== Data for processing ==
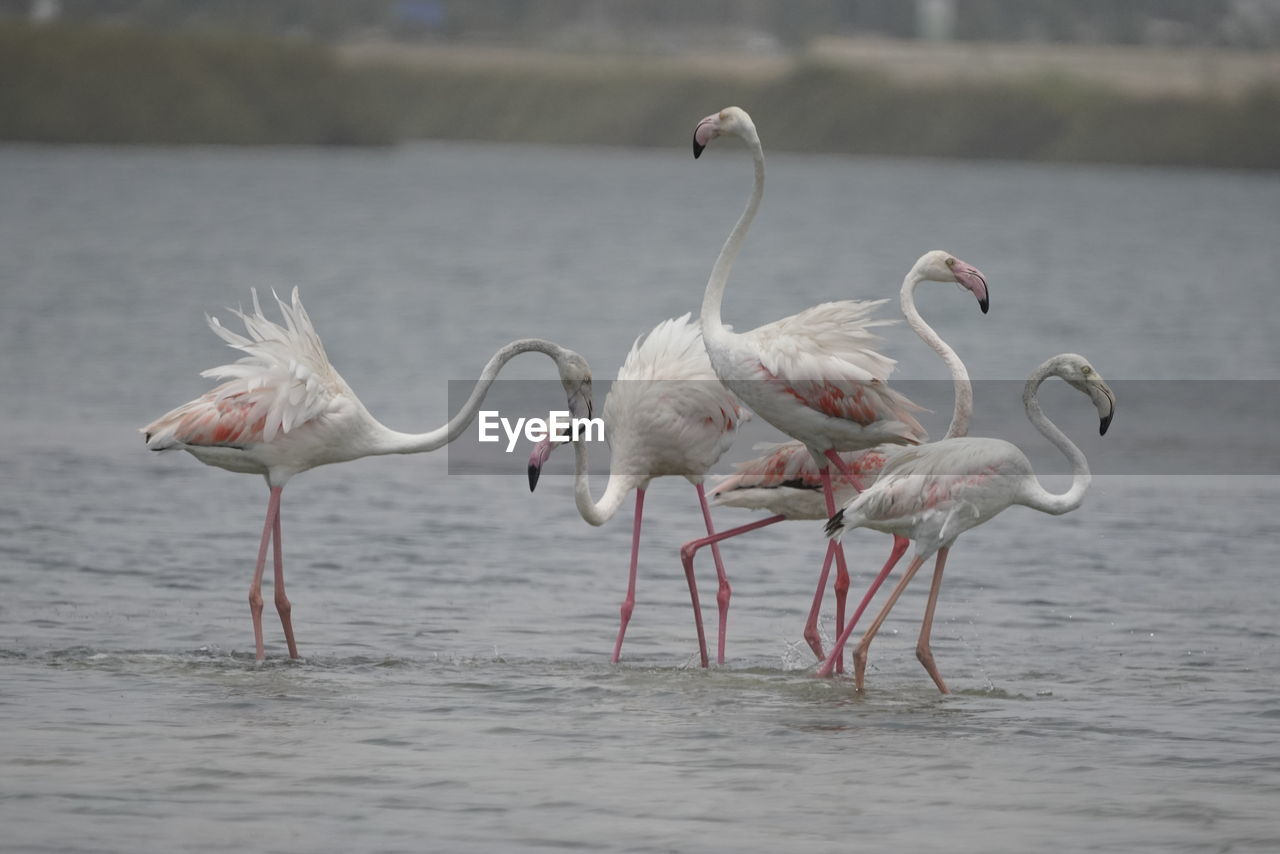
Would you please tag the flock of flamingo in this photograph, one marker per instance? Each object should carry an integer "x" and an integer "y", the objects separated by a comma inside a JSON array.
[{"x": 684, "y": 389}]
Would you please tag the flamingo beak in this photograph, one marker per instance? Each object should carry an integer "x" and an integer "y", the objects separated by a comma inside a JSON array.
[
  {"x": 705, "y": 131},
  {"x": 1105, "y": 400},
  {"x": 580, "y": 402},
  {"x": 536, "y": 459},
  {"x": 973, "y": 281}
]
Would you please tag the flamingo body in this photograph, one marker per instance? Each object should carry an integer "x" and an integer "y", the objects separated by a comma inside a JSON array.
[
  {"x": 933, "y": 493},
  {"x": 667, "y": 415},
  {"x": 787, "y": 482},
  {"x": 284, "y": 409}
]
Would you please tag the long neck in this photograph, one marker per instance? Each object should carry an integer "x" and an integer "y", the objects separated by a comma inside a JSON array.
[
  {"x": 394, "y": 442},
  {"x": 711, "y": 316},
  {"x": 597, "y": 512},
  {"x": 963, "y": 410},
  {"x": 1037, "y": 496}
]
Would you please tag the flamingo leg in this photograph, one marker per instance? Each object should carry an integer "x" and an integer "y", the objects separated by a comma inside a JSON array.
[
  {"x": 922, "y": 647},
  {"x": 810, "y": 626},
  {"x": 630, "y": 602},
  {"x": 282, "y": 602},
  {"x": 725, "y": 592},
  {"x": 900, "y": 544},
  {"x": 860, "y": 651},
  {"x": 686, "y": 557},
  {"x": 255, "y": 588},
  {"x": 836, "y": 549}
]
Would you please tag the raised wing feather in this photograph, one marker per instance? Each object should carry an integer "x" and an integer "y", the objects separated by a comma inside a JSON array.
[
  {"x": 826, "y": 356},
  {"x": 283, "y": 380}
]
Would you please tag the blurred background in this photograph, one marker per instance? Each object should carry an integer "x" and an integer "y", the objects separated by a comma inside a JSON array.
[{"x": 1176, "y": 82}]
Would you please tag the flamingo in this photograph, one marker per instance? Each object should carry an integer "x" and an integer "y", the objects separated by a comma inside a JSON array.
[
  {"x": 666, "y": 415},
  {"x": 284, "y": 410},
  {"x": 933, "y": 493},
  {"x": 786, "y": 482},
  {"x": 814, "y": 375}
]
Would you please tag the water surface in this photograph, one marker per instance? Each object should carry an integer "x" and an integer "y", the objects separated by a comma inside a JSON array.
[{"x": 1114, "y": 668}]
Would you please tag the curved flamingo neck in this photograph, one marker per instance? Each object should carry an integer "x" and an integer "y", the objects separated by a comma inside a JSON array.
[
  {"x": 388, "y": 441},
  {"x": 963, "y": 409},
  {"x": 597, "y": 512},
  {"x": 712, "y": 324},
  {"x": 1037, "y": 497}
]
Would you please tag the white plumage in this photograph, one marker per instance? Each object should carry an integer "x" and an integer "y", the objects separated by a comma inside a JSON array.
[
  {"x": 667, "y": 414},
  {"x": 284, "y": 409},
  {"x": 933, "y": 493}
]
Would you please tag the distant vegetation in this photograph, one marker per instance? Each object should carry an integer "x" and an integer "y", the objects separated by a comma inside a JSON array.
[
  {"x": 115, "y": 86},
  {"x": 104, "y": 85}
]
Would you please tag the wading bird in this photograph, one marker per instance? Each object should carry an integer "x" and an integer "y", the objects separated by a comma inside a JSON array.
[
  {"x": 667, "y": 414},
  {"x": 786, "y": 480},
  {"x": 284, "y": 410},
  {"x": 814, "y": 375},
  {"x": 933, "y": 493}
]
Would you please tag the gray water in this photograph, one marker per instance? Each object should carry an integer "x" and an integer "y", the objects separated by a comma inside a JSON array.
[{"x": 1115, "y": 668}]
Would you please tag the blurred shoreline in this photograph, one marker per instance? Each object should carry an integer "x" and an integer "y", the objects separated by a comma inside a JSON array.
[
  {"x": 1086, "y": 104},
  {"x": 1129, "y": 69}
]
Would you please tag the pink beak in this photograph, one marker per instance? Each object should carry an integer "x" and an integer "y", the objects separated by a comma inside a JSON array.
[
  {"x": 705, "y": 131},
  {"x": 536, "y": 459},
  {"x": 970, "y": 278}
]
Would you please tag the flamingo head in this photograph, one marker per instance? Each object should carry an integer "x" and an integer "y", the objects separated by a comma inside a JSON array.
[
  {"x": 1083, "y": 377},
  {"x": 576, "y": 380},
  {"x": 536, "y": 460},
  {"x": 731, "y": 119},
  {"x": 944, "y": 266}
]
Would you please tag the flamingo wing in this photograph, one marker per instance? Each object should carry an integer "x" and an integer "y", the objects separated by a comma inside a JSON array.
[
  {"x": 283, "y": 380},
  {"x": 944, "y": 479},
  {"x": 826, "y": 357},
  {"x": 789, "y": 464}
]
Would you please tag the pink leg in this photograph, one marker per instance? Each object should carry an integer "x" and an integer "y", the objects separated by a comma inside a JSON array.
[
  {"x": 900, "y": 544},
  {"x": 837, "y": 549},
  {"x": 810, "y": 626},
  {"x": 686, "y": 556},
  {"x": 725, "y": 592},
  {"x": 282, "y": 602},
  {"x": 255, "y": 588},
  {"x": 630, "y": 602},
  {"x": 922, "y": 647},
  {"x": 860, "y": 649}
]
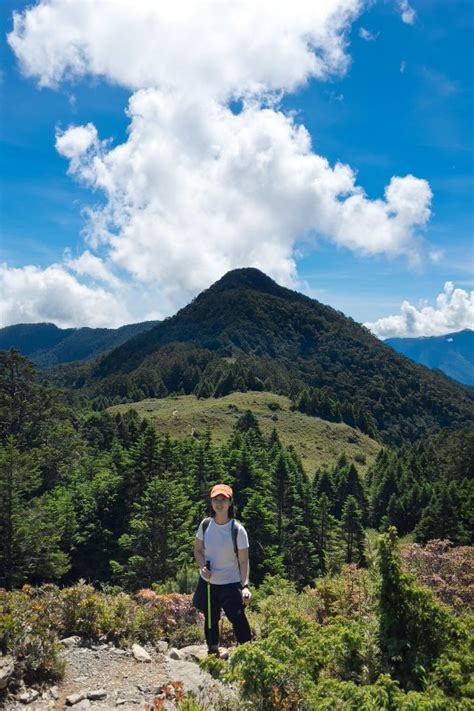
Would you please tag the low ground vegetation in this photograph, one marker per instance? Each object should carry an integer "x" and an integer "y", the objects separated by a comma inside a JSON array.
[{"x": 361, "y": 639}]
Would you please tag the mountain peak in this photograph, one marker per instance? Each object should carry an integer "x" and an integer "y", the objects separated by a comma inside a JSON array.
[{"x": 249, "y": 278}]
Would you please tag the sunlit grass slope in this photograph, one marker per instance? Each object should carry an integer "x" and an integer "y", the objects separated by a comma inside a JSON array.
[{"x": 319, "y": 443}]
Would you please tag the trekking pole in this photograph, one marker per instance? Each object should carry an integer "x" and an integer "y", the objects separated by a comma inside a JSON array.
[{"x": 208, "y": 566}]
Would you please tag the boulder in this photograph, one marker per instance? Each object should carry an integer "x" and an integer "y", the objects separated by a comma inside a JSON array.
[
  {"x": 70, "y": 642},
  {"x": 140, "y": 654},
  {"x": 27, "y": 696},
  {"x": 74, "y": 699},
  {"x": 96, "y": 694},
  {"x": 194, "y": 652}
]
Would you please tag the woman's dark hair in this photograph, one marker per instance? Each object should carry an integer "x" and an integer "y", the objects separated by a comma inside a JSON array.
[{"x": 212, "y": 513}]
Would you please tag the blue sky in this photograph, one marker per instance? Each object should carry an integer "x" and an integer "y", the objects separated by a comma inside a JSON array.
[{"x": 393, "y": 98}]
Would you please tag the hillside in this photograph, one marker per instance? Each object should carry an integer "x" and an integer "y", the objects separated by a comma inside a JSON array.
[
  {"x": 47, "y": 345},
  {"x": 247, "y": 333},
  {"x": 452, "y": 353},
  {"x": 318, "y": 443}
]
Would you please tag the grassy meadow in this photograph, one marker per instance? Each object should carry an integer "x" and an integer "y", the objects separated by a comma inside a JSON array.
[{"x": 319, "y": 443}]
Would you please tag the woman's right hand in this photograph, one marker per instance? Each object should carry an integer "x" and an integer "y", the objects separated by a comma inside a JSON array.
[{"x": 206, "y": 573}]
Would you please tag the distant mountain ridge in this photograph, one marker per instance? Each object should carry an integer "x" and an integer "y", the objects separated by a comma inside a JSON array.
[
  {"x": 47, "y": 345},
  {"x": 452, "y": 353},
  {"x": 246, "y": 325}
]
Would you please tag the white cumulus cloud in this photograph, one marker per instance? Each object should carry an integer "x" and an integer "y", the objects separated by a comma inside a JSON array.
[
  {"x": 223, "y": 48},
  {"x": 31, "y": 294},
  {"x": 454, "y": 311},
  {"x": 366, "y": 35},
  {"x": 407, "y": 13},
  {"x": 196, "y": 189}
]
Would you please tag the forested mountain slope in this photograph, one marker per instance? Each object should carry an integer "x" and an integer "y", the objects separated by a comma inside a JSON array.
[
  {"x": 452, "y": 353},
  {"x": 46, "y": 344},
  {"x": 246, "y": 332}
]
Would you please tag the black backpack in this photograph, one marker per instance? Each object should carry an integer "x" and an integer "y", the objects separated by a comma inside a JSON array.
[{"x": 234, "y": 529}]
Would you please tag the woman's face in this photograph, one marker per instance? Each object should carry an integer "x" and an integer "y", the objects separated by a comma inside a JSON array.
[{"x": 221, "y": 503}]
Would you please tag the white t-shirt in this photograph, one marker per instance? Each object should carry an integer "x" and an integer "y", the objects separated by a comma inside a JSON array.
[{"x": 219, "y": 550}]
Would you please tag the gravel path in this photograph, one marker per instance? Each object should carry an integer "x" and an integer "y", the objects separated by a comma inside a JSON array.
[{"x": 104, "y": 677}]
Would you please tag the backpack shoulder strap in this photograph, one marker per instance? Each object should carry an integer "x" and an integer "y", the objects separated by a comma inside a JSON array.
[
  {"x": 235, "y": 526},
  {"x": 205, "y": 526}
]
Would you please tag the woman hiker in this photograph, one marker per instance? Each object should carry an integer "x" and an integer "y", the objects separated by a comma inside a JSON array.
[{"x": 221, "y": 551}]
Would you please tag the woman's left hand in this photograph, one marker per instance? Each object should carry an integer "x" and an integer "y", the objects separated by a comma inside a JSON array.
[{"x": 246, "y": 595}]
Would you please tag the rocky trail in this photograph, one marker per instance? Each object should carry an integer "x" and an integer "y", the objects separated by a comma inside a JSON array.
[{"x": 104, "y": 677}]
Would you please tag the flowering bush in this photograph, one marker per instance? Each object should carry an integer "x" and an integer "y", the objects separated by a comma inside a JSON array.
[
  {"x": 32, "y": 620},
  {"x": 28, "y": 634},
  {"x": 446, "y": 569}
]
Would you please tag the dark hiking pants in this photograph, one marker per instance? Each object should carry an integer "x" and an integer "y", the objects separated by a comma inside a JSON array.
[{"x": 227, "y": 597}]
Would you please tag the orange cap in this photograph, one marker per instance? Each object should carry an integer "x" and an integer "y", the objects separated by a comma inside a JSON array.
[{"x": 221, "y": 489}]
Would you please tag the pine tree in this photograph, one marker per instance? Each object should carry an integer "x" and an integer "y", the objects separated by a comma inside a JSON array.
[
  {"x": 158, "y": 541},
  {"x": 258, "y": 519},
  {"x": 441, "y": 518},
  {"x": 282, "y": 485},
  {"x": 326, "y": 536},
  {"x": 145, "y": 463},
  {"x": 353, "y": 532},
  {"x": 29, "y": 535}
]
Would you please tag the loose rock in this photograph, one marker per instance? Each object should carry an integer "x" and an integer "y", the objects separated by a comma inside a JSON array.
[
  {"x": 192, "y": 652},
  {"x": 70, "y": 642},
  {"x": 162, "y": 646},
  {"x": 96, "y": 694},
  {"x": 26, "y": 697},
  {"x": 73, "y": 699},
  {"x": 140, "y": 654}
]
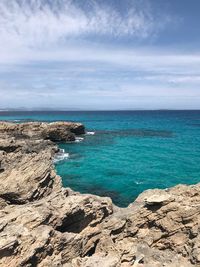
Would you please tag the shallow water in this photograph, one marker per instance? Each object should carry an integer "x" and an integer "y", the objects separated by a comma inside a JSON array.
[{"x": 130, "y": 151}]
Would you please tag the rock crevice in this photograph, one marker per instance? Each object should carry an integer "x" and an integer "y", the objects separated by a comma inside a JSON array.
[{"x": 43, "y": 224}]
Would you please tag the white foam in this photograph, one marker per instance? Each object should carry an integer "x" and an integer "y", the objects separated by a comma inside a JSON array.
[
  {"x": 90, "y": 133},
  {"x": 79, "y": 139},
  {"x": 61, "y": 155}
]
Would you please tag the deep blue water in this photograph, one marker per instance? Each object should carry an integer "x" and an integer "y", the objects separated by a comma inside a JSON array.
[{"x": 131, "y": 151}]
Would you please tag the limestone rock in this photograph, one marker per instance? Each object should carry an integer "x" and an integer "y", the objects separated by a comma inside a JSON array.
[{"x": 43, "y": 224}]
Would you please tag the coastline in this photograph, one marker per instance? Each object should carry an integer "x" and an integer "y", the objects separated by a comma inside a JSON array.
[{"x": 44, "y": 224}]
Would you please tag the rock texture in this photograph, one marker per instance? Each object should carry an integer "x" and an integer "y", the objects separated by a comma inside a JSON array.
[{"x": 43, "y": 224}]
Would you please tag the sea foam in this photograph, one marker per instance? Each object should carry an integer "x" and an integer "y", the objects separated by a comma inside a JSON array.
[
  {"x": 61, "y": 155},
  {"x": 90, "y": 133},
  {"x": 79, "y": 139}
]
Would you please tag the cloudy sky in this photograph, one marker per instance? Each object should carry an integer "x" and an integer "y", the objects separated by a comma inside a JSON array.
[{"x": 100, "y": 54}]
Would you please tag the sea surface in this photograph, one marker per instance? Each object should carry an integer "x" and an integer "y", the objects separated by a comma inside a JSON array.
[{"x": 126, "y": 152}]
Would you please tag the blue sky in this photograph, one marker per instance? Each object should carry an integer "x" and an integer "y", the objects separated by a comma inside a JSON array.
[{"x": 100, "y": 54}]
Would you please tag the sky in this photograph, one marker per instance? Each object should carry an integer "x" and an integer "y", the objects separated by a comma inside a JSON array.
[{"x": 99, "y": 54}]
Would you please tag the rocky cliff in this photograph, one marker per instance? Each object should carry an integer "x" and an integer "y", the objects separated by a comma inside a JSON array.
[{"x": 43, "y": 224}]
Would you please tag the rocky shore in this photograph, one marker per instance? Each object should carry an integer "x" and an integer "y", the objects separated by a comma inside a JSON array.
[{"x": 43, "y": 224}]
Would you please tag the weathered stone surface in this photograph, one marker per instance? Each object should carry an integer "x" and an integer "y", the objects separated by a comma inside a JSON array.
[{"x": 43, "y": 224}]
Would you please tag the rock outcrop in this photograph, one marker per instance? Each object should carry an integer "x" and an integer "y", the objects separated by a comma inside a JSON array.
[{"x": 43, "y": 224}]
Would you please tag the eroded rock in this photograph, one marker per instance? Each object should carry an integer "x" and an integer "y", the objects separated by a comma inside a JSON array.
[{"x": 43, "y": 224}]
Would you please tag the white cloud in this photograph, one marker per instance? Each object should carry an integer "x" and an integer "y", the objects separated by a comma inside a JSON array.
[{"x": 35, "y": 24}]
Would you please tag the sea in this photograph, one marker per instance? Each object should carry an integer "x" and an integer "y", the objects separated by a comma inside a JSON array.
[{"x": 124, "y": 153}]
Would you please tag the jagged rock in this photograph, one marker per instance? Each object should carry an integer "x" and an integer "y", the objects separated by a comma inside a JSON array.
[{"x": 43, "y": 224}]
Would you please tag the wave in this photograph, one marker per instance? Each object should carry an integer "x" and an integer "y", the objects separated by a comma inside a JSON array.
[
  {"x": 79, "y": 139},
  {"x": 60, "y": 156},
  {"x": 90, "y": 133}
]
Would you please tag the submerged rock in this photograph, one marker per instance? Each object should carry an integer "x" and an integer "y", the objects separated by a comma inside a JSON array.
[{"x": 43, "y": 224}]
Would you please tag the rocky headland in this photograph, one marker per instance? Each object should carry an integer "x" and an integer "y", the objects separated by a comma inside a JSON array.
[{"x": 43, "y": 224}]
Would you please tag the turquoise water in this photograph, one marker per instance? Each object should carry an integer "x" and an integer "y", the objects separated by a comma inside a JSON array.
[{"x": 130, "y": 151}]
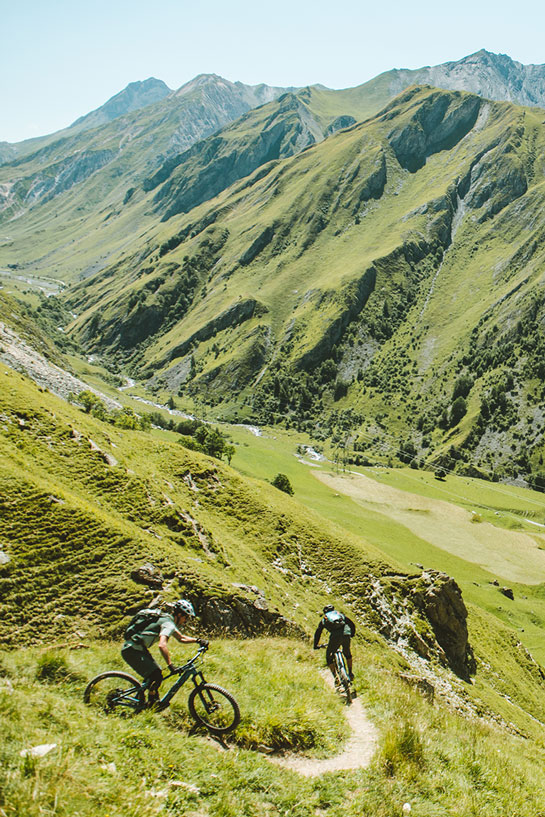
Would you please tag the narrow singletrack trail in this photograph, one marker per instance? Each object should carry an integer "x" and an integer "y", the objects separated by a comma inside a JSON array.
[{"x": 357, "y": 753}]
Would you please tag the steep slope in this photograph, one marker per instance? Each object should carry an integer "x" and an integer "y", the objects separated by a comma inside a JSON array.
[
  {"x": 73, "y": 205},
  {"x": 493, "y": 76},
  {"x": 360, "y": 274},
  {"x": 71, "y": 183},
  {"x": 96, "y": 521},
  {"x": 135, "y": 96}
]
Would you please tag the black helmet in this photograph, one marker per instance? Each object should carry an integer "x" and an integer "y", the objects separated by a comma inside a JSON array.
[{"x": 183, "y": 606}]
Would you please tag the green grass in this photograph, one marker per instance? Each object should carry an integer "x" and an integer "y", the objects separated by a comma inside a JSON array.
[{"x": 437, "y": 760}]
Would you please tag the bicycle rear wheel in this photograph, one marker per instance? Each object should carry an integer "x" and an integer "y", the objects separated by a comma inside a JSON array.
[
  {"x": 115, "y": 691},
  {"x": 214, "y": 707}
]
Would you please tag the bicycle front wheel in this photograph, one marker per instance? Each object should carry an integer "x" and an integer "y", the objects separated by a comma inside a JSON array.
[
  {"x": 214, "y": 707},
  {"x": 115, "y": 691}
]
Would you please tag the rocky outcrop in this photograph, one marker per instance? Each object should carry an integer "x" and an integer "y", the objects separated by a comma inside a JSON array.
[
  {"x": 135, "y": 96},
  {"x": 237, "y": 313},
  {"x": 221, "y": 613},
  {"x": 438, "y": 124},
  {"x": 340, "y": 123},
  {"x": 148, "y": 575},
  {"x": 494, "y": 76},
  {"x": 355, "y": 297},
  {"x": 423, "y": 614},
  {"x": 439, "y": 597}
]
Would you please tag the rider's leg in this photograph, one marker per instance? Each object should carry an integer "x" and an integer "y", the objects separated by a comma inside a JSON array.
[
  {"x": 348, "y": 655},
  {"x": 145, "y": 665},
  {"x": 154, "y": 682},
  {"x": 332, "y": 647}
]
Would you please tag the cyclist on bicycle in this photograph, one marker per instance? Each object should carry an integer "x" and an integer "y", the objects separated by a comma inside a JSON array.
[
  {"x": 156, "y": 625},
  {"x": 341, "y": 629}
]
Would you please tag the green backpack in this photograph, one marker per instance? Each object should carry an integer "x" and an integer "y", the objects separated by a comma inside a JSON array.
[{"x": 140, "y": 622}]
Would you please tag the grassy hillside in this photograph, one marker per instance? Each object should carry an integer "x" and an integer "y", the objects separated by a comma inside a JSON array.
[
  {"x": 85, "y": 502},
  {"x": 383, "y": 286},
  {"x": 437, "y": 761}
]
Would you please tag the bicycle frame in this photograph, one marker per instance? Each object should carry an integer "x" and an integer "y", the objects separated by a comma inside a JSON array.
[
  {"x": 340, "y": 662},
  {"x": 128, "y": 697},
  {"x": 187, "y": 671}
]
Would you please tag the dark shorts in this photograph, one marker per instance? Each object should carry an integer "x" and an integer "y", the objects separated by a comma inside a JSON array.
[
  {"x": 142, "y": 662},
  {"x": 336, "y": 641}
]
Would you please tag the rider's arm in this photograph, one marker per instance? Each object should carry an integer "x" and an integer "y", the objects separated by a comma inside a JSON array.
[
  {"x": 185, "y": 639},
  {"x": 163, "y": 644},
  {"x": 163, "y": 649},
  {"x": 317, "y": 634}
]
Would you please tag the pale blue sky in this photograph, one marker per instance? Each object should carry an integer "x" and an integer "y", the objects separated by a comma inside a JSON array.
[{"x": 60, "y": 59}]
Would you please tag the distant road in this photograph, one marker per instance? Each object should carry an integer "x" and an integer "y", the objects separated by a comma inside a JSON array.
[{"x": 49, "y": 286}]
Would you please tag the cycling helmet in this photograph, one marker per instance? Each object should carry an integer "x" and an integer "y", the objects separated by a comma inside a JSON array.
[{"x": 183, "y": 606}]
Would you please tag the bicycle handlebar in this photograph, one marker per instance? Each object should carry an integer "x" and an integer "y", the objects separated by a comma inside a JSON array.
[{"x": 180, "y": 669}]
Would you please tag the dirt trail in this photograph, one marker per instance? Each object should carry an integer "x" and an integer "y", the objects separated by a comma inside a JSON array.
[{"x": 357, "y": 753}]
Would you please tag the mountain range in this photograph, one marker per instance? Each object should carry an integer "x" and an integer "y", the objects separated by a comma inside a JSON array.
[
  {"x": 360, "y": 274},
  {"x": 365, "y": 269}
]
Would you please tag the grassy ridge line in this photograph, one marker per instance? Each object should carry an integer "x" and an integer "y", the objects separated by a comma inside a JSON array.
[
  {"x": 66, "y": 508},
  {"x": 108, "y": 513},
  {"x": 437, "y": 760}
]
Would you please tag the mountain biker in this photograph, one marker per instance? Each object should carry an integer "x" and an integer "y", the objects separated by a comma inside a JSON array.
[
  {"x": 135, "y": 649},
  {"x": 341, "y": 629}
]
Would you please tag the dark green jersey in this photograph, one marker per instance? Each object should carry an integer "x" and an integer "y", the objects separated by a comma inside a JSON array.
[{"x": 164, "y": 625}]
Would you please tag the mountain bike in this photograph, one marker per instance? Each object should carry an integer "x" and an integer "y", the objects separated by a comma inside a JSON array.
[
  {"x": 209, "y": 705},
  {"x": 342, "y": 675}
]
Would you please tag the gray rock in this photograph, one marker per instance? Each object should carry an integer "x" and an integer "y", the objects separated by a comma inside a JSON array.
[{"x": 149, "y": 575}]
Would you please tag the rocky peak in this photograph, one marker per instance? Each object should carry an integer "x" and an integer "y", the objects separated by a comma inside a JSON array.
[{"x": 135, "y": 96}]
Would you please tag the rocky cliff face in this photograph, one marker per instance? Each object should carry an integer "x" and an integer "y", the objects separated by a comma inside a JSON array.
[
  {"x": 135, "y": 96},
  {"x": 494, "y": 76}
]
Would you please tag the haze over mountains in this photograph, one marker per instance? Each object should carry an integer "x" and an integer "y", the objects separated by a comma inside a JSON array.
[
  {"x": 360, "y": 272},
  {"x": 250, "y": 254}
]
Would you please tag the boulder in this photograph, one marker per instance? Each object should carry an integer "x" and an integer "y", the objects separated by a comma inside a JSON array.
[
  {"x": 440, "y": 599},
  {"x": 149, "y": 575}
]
===
From the line holding "Would you please tag the rocky peak" down to the final line above, quote every line exactly and only those lines.

Would you please tag the rocky peak in this photograph, one marker per instance? Each object should carry an integer "x" and an integer "y", the objects separated by a comma inside a JSON array.
[{"x": 135, "y": 96}]
Would you please tag the rocky cliff face in this photograph, one marker per instance? Each object should carry an integer "x" and an integer "y", the objects separated by a comma inside a JSON array.
[
  {"x": 135, "y": 96},
  {"x": 494, "y": 76}
]
Would you please tag the haze over mountains in this photograph, one marker per instance? Each object should carry an integer "x" and an integer "y", the objects separated by a comma inside a JSON array.
[
  {"x": 360, "y": 272},
  {"x": 250, "y": 254}
]
Would you please tag the boulder in this photograph, one marker per instance? Each object should carry an integer "x" and an integer "y", the objects separated by a comma inside a JSON array.
[
  {"x": 440, "y": 599},
  {"x": 149, "y": 575}
]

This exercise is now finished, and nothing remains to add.